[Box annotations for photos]
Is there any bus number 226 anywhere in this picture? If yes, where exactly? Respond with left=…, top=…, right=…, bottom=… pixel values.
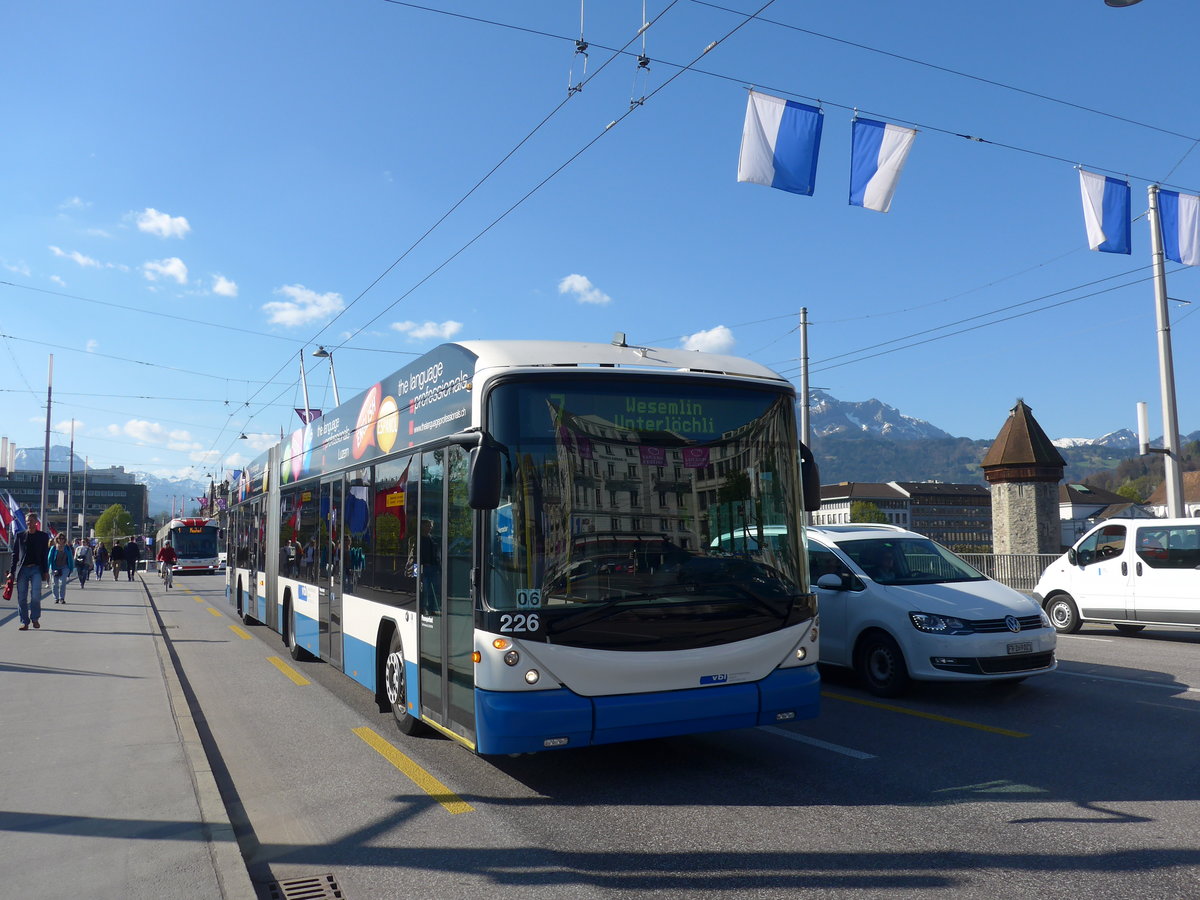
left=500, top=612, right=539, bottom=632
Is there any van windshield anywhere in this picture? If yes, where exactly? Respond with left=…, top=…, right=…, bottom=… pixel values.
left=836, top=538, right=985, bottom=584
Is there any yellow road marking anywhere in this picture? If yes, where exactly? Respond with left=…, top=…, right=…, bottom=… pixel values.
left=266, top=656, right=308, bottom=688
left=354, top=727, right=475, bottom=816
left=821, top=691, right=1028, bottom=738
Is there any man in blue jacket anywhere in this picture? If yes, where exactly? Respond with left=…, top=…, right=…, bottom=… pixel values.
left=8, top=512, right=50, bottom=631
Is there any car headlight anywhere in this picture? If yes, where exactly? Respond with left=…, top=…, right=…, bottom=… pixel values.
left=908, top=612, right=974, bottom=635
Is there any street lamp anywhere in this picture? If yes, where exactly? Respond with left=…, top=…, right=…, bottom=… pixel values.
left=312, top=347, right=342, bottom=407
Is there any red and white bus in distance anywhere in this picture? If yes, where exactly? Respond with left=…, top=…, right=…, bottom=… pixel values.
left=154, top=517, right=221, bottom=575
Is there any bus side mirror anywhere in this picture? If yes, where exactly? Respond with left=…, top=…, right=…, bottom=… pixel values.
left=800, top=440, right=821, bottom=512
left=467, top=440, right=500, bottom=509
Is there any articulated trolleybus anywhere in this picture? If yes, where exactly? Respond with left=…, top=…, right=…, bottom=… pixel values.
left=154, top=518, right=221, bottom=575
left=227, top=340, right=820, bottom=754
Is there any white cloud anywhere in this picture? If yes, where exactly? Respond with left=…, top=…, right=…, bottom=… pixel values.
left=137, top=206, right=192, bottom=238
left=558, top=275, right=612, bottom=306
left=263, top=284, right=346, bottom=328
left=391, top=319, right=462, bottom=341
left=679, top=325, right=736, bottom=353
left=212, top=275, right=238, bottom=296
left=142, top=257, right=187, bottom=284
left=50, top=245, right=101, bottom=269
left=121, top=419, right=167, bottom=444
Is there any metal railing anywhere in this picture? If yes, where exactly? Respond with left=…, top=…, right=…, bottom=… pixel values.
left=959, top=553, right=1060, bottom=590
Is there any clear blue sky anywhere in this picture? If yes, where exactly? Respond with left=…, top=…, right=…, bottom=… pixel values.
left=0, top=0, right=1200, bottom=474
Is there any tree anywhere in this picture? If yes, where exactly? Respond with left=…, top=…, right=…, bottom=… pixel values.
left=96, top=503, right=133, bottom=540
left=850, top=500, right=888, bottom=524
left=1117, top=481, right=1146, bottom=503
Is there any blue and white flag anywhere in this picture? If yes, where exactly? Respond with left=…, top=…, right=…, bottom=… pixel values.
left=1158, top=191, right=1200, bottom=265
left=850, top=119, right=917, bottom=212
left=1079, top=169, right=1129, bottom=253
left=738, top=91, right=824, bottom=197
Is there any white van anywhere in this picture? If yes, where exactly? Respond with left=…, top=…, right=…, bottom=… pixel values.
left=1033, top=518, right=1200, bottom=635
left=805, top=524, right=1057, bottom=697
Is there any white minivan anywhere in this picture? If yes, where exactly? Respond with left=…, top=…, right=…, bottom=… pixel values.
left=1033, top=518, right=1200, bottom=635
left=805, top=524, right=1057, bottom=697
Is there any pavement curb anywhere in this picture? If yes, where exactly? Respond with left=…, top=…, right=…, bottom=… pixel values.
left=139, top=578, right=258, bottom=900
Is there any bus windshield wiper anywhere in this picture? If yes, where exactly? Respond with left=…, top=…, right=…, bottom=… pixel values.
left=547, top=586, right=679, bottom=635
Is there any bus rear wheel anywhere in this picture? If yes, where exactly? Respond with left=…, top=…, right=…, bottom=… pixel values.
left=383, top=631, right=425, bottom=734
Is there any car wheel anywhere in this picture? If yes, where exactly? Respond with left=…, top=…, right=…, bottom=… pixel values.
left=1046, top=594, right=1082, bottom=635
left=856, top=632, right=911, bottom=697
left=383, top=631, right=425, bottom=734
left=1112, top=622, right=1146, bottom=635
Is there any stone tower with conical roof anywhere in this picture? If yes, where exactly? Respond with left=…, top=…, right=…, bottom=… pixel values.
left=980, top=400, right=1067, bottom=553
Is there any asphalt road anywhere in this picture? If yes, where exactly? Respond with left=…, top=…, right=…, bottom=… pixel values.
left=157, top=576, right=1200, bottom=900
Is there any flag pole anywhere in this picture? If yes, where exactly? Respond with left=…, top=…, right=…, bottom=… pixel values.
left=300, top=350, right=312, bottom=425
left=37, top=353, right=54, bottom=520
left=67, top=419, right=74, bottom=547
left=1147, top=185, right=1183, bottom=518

* What you should do *
Leave out every line before the one containing "Is there any asphalt"; set down that line and all remaining lines of the material exactly.

* The response *
Is there any asphalt road anywhere in this picture? If yes, where exactly? Respond with left=…, top=…, right=…, bottom=… pixel values.
left=157, top=576, right=1200, bottom=900
Is there any flag pole anywhere in this picture? If yes, where exactly? Respond with left=…, top=…, right=…, bottom=… pixel values.
left=300, top=350, right=312, bottom=425
left=37, top=353, right=54, bottom=520
left=67, top=419, right=74, bottom=547
left=1147, top=185, right=1183, bottom=518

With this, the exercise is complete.